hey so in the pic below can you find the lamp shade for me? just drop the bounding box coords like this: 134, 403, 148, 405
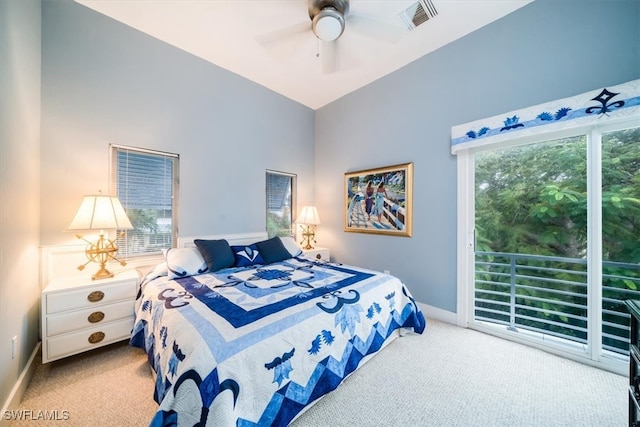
66, 194, 133, 231
297, 206, 321, 226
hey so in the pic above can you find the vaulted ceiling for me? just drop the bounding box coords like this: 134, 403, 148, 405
76, 0, 533, 109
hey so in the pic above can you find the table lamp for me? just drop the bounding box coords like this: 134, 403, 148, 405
297, 206, 321, 250
65, 193, 133, 280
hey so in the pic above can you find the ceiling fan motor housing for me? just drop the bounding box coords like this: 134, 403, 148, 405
308, 0, 350, 41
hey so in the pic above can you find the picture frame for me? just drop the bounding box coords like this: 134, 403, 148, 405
344, 162, 413, 237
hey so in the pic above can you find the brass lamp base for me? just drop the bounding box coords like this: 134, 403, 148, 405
300, 225, 316, 250
76, 232, 127, 280
90, 264, 115, 280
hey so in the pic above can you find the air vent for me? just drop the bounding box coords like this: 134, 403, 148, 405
399, 0, 438, 31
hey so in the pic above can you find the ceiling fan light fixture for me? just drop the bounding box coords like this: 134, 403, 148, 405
312, 7, 345, 41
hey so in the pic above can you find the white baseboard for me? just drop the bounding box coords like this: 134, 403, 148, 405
0, 342, 40, 426
418, 302, 458, 325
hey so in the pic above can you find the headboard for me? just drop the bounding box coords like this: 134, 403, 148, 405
177, 232, 268, 249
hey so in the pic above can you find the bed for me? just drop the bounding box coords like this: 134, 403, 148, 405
130, 232, 426, 426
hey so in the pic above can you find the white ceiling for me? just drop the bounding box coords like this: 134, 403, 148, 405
75, 0, 533, 110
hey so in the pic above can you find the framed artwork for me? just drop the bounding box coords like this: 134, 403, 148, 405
344, 162, 413, 237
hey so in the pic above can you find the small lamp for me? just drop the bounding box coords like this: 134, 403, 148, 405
312, 7, 345, 41
297, 206, 321, 250
65, 192, 133, 280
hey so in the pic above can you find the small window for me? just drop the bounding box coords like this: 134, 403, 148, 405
266, 170, 296, 238
110, 145, 179, 257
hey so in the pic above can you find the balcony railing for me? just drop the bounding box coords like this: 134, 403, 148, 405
475, 251, 640, 356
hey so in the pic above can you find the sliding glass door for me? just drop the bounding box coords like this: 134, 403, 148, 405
601, 127, 640, 359
465, 124, 640, 373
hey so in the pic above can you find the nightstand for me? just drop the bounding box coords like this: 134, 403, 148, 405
41, 269, 139, 363
302, 246, 330, 261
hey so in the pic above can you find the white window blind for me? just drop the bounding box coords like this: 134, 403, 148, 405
110, 145, 179, 257
266, 170, 296, 238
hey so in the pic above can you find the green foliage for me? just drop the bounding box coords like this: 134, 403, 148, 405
476, 128, 640, 263
127, 209, 159, 234
267, 211, 292, 238
601, 128, 640, 262
474, 128, 640, 348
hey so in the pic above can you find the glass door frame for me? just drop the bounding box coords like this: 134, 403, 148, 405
456, 117, 639, 375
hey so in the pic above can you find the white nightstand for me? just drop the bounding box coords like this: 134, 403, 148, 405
41, 269, 140, 363
302, 246, 330, 261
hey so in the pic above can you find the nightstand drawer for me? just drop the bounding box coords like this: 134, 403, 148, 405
46, 280, 136, 314
45, 316, 134, 362
46, 299, 134, 336
302, 247, 330, 261
42, 270, 139, 363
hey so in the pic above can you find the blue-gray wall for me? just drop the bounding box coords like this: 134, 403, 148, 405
40, 0, 316, 247
315, 0, 640, 312
0, 0, 41, 412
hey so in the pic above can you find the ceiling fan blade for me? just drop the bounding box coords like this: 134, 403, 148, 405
319, 40, 337, 74
319, 37, 363, 74
256, 20, 311, 46
347, 12, 406, 44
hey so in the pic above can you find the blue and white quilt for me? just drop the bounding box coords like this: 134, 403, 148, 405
130, 256, 426, 426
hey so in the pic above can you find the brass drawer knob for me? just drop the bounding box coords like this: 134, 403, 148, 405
87, 290, 104, 303
88, 331, 105, 344
87, 311, 105, 323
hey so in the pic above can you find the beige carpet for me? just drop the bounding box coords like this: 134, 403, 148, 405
11, 319, 627, 426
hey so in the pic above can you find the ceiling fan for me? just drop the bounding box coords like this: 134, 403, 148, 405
309, 0, 350, 42
257, 0, 406, 74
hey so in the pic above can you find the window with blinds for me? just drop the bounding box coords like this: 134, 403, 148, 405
110, 144, 179, 257
266, 170, 296, 238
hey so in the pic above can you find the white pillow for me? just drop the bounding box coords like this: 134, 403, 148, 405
140, 262, 168, 281
163, 247, 208, 279
279, 235, 303, 257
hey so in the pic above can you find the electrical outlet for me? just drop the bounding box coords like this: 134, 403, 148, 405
11, 335, 17, 359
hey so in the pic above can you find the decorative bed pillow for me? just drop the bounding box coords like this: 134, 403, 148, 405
140, 261, 168, 281
255, 236, 293, 264
164, 248, 208, 280
194, 239, 235, 272
231, 244, 265, 267
279, 235, 303, 257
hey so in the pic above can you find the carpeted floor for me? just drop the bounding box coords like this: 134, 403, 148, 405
10, 318, 627, 426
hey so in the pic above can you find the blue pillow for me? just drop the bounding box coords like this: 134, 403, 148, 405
194, 239, 235, 272
231, 244, 265, 267
255, 237, 293, 264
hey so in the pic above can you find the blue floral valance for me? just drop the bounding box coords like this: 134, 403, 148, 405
451, 78, 640, 154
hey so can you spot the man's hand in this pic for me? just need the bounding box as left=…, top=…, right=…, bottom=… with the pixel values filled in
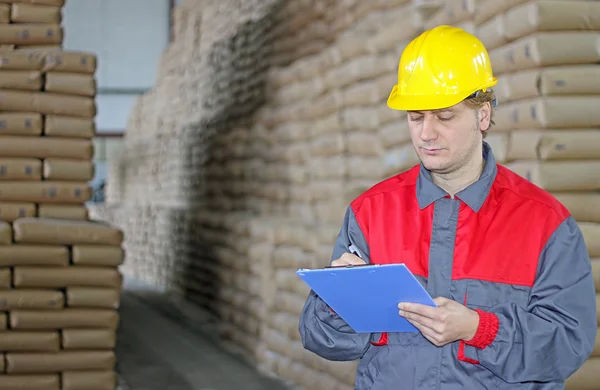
left=330, top=252, right=366, bottom=267
left=398, top=297, right=479, bottom=347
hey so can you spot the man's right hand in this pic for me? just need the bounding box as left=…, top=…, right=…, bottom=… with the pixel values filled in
left=331, top=252, right=366, bottom=267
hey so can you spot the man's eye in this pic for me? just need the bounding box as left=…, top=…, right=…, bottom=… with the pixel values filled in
left=439, top=116, right=453, bottom=122
left=409, top=116, right=423, bottom=122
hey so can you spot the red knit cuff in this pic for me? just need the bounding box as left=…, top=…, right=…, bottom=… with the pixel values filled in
left=464, top=309, right=499, bottom=349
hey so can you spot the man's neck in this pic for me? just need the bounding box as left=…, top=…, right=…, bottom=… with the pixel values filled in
left=431, top=153, right=485, bottom=197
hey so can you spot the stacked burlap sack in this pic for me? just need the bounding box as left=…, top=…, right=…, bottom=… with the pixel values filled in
left=0, top=217, right=123, bottom=390
left=0, top=49, right=96, bottom=221
left=0, top=0, right=64, bottom=51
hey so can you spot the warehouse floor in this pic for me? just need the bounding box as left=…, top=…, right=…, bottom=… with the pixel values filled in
left=115, top=278, right=288, bottom=390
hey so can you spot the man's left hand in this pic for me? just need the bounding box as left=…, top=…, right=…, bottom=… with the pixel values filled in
left=398, top=297, right=479, bottom=347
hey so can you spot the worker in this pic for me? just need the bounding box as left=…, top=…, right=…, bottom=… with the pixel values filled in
left=298, top=25, right=596, bottom=389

----

EXERCISE OBJECTIVE ->
Repeat every record above exactly. Omit the pictures.

TASK OUTPUT ->
hey so in the pic below can you find the lamp shade for me? just drop the bounding box coords like this: 134, 403, 148, 405
66, 194, 133, 231
297, 206, 321, 226
hey so in the pic above can you find the vaulted ceiling for me? just drop the bounding box coords like this: 134, 403, 148, 405
76, 0, 533, 109
hey so in the pic above can you find the table lamp for me? just drop the bounding box coords like this: 134, 403, 148, 405
297, 206, 321, 250
65, 193, 133, 280
hey so in the pic above can you find the ceiling fan motor housing for me? just drop the bounding box coords like this: 134, 403, 148, 405
308, 0, 350, 41
hey so in the pic above can you find the picture frame for me? just drop the bounding box coords like this: 134, 403, 148, 405
344, 162, 413, 237
hey so in the pic above can you find the brass lamp base for me? just drop the bounding box coords like this: 134, 403, 148, 405
300, 225, 316, 250
76, 232, 127, 280
90, 264, 115, 280
hey so in the pic above can you find the air vent for me? just drop the bounding box coords like this: 134, 403, 148, 405
399, 0, 438, 31
hey so in the pic above can you find the ceiling fan light fixture for me? just drop the bounding box coords like this: 134, 403, 148, 405
312, 7, 345, 41
hey so in the pic above can you find the white baseboard for me? just drop the bounding box coords like this: 134, 403, 148, 405
0, 342, 40, 426
418, 302, 458, 325
hey so in the pic above can you find the headboard for me? just drop the bounding box coords like this: 134, 403, 148, 405
177, 232, 268, 249
hey so in the pic above can you find the bed for me? just drop the bounding box coords like this: 134, 403, 148, 405
130, 232, 426, 426
hey so in the pic above can you find the white ceiling for me? just drop the bounding box coords like this: 134, 403, 148, 405
75, 0, 533, 110
hey so in the pic above can you find the framed artwork for me? just drop the bounding box coords like this: 134, 403, 148, 405
344, 162, 413, 237
hey so in the pic above can you find the small lamp for me? just drop the bounding box coords like this: 134, 403, 148, 405
312, 7, 345, 41
297, 206, 321, 250
65, 192, 133, 280
hey so in the pic above can you find the small window for me? just drop the bounding box coords like this: 134, 403, 148, 405
266, 170, 296, 238
110, 145, 179, 257
hey so in the pic above can you find the balcony railing for me? just drop the bounding box coords like this: 134, 403, 148, 405
475, 251, 640, 356
hey so in the pic above can you find the sliding glass door for me? just drop the bounding box coords like this: 134, 403, 148, 405
601, 127, 640, 359
465, 124, 640, 373
hey so in the pic above can you find the nightstand for me? just drop the bounding box coords like this: 134, 403, 148, 405
41, 269, 139, 363
302, 246, 330, 261
hey so in the pic above can you find the white window blind for me? just drop the bounding box coords like this: 134, 403, 148, 405
110, 145, 179, 257
266, 170, 296, 238
hey so in the pic above can you find the green foliage for me? just drop the bounding box coords like this: 134, 403, 148, 405
476, 128, 640, 263
127, 209, 159, 234
267, 211, 292, 238
601, 128, 640, 262
474, 128, 640, 348
hey so in the pic above can you find the glass door frame for me? just drop the bounding box coords like this: 134, 403, 148, 405
456, 117, 639, 375
hey so in the pic above can you find the white nightstand for me? just drop the bounding box coords like this: 134, 403, 148, 405
41, 269, 140, 363
302, 246, 330, 261
hey so in the pic above can you find the nightstand drawer for me? just drop the bounding box coords like this: 134, 403, 148, 405
46, 280, 136, 314
45, 316, 134, 362
46, 299, 134, 336
302, 247, 330, 261
42, 270, 139, 363
hey so in the pic above can you find the blue-gray wall for me? just drop the bounding box coords like this: 134, 403, 148, 405
40, 0, 316, 247
315, 0, 640, 312
0, 0, 41, 412
hey so in the pic above can you find the ceiling fan blade for me? just drop the bounding box coords like this: 134, 403, 148, 405
319, 40, 337, 74
319, 37, 363, 74
256, 20, 311, 46
347, 12, 406, 44
hey so in the pic above can you find the blue and white quilt for me? just drop the bounding box coords like this: 134, 403, 148, 405
130, 256, 426, 426
hey so in the pic above can you find the brass drawer knob for me? just drop the bounding box coords like this: 134, 403, 148, 405
87, 290, 104, 303
88, 331, 105, 344
87, 311, 105, 323
hey so in the pic above can you find the beige carpet for me? just drop the bounding box coords like this: 134, 403, 148, 405
11, 319, 627, 426
hey so in the pic above can you find the ceiling fan for me? just drop the bounding box coords like this: 134, 403, 148, 405
309, 0, 350, 42
257, 0, 406, 74
hey so in the pic above can you find the window with blinds for me? just drop the bounding box coords like this: 134, 403, 148, 405
110, 144, 179, 257
266, 170, 296, 238
hey so in the pic above can you find the white pillow for me? just drop the bounding box coords like this: 134, 403, 148, 405
140, 262, 168, 281
163, 247, 208, 279
279, 235, 303, 257
hey so in the pic above can you find the electrical outlet for me? just drop the bounding box coords like this: 134, 403, 148, 405
11, 335, 17, 359
hey so in the pic above can you find the decorative bed pillow for me? just drop the bounding box coords like this: 134, 403, 148, 405
140, 261, 168, 281
255, 236, 293, 264
164, 248, 208, 280
194, 239, 235, 272
231, 244, 265, 267
279, 235, 303, 257
hey so in the pic above can you find the carpeted floor for me? just drop the bounding box coords like this: 134, 403, 148, 405
10, 318, 627, 426
hey so in the pic above can you find the blue pillow for me? just drop the bounding box coords like this: 134, 403, 148, 405
194, 239, 235, 272
231, 244, 265, 267
255, 237, 293, 264
hey so in the pic above can you find the blue floral valance for me? just drop the bounding box coords like this: 134, 403, 148, 405
451, 78, 640, 154
hey so can you spot the man's hand in this pic for me? just need the bounding box as left=…, top=…, right=…, bottom=… with the pixel values filled in
left=330, top=252, right=366, bottom=267
left=398, top=297, right=479, bottom=347
hey so can you spot the man's right hand in this pic for me? just need the bounding box as left=…, top=…, right=…, bottom=… with the pixel values filled in
left=331, top=252, right=366, bottom=267
hey so can you spot the man's eye in this pic for me? just need the bounding box as left=…, top=…, right=…, bottom=… with the pixel values filled in
left=439, top=116, right=453, bottom=122
left=409, top=116, right=423, bottom=122
hey so can you spot the red knit cuff in this pic for me? just need the bounding box as left=…, top=…, right=…, bottom=… with the pixel values filled in
left=464, top=309, right=499, bottom=349
hey so can you spot the man's neck in this pic for me? just need the bounding box as left=…, top=…, right=…, bottom=… with the pixel values filled in
left=431, top=153, right=485, bottom=197
hey so can you spot the stacked burlap sack in this pic for me? just need the bounding box as left=…, top=…, right=…, bottom=… with the pixel values filled in
left=0, top=217, right=123, bottom=390
left=0, top=49, right=96, bottom=221
left=0, top=0, right=64, bottom=51
hey so can you spot the warehouse floor in this pic for me? just need the bounding box as left=…, top=…, right=…, bottom=… with the pixel values filled in
left=115, top=278, right=288, bottom=390
hey so can you spot the man's left hand in this pic for me? just need the bounding box as left=…, top=…, right=…, bottom=… with the pixel values filled in
left=398, top=297, right=479, bottom=347
hey so can you spot the worker in this pic for me? just need the bounding box as left=…, top=…, right=…, bottom=… with the pixel values filled in
left=298, top=25, right=596, bottom=389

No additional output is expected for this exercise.